▶ **WHAT IS NEEDED**
Please pull out every line in the records below that contains the string "chain".

▶ **RECORDED INFORMATION**

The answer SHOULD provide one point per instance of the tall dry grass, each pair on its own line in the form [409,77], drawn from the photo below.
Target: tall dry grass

---

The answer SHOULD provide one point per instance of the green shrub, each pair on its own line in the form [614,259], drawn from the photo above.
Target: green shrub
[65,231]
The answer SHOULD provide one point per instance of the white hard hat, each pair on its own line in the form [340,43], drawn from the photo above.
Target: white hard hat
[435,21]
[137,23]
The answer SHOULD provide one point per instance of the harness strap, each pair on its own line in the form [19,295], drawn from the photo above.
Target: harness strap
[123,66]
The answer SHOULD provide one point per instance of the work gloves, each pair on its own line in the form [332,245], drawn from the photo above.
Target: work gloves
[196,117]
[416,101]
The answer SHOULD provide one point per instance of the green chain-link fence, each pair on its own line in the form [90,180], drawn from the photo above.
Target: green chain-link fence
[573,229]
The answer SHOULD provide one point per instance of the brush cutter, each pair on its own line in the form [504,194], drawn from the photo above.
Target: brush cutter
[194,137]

▶ **PROBLEM SOLUTION**
The answer SHOULD provide one point per instance of the green chain-link fence, each pair on its own line in the form [90,180], drawn from the photo above.
Target: green chain-link fence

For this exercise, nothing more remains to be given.